- **SOURCE EXTRACT**:

START

Re: raid failure question

[Date Prev][Date Next][Thread Prev][Thread Next][Date Index][Thread Index]

 



First, thanks for the replies.

The problem is that the drive is not marked as failed by the array, but
"something" happens to the drive which drives the load avg to 12+ and
makes the array (and server) largely unusable.  It is as if the {OS,
array} is waiting for something to time out.  The first time this
happened, there was a "Medium Error" in the log at 2 am (during an rsync
backup), and I didn't even know about the problem until 7 am.  So it
should have had plenty of time to "time out" if it was going to, yes?
There was a logged error the second time as well, but I didn't save it
before the logs rotated out.

Similarly, upon reboot during this problem, something was happening with
the disk which prevented the system from coming up when the array was in
the fstab.  When I took it out of the fstab, system came up and I was
able to manually fail the disk, the array automatically rebuilt with the
hot spare, birds started singing, and life went on.

I've replaced the offending disk, but as this has happened twice (with
two different disks in a 4+1 array), I'm just trying to figure out what
is going on...and more importantly, how I can fix it, if possible.  As
Thomas implies, the joy of a hot spare is that a disk failure is
hopefully transparent to your users...

Thanks for your time,
Tim
 
On Tue, 2010-01-12 at 06:08 -0600, Roger Heflin wrote:
> Robin Hill wrote:
> > On Mon Jan 11, 2010 at 11:00:40AM -0700, Tim Bock wrote:
> > 
> >> Hello,
> >>
> >> Excluding the obvious multi-disk or bus failures, can anyone describe
> >> what type of disk failure a raid cannot detect/recover from?
> >>
> >> I have had two disk failures over the last three months, and in spite of
> >> having a hot spare, manual intervention was required each time to make
> >> the raid usable again.  I'm just not sure if I'm not setting something
> >> up right, or if there is some other issue.
> >>
> >> Thanks for any comments or suggestions.

END

- **MATERIAL**:
START

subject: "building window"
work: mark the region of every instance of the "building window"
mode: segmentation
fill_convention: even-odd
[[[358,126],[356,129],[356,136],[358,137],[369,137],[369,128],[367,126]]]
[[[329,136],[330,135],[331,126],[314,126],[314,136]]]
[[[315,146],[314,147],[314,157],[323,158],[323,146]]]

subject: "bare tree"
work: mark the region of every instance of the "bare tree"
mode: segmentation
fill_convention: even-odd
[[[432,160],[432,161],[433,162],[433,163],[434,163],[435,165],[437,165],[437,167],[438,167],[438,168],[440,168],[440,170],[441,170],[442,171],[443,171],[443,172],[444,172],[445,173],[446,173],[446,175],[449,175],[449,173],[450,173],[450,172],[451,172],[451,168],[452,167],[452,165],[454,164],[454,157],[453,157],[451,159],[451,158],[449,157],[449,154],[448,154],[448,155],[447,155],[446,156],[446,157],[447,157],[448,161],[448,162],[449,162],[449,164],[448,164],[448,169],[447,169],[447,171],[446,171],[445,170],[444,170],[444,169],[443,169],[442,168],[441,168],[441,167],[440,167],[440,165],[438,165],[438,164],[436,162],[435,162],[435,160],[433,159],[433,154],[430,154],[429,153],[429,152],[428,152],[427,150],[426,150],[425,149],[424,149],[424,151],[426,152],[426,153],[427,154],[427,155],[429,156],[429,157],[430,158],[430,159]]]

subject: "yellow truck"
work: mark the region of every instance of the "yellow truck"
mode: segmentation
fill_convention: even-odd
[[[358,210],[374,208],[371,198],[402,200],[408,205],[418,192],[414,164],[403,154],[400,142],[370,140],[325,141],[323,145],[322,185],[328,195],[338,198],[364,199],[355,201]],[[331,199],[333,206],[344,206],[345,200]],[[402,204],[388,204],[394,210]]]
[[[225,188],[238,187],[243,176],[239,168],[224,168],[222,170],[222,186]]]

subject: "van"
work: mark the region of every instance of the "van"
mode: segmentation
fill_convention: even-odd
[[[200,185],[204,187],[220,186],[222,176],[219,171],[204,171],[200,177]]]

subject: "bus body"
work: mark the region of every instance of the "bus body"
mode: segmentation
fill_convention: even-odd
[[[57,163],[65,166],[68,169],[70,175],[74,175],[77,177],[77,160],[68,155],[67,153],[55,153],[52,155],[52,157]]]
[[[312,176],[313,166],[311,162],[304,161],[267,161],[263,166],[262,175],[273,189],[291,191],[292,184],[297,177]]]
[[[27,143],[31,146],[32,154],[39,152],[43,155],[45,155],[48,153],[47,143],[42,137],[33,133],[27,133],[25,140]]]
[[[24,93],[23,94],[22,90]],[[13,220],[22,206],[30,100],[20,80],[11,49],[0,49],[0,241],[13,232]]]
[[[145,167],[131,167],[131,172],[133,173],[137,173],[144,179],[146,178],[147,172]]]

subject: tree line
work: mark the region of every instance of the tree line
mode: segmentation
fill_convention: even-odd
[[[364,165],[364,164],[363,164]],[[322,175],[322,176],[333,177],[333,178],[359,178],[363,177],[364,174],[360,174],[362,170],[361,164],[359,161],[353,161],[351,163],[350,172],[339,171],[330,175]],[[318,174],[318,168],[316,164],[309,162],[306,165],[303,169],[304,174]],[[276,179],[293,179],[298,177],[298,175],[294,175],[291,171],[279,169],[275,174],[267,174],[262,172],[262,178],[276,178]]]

END

- **GOALS**:
1. Answer these questions about the mailing-list message, marking each answer (a), (b) or (c).
(a) At what time was the "Medium Error" logged the first time the problem happened?
(b) How many disk failures over the last three months does the earliest quoted message report?
(c) Who is named as writing on Tue, 2010-01-12 at 06:08 -0600?
2. Quote the mailing-list message between "Thanks for your" and "cannot detect/recover from?", inclusive.

- **EXERCISE SOLUTIONS**:
1.
(a) 2 am
(b) Two
(c) Roger Heflin

2.
Thanks for your time,
Tim
 
On Tue, 2010-01-12 at 06:08 -0600, Roger Heflin wrote:
> Robin Hill wrote:
> > On Mon Jan 11, 2010 at 11:00:40AM -0700, Tim Bock wrote:
> > 
> >> Hello,
> >>
> >> Excluding the obvious multi-disk or bus failures, can anyone describe
> >> what type of disk failure a raid cannot detect/recover from?